## REQUIREMENT
Can you pull every line of the data below, reproducing each one word for word and unchanged?

Coordinate annotation data:
.....

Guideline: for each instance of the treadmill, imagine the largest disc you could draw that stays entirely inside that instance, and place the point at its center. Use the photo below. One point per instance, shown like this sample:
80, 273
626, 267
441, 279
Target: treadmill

.....

## SOLUTION FOR THIS PROBLEM
Guideline: for each instance of the treadmill, imagine the largest disc you could draw that stays entirely inside that instance, and place the point at its center. Use the photo below. One point per instance, shown like this sample:
80, 273
626, 267
441, 279
Target: treadmill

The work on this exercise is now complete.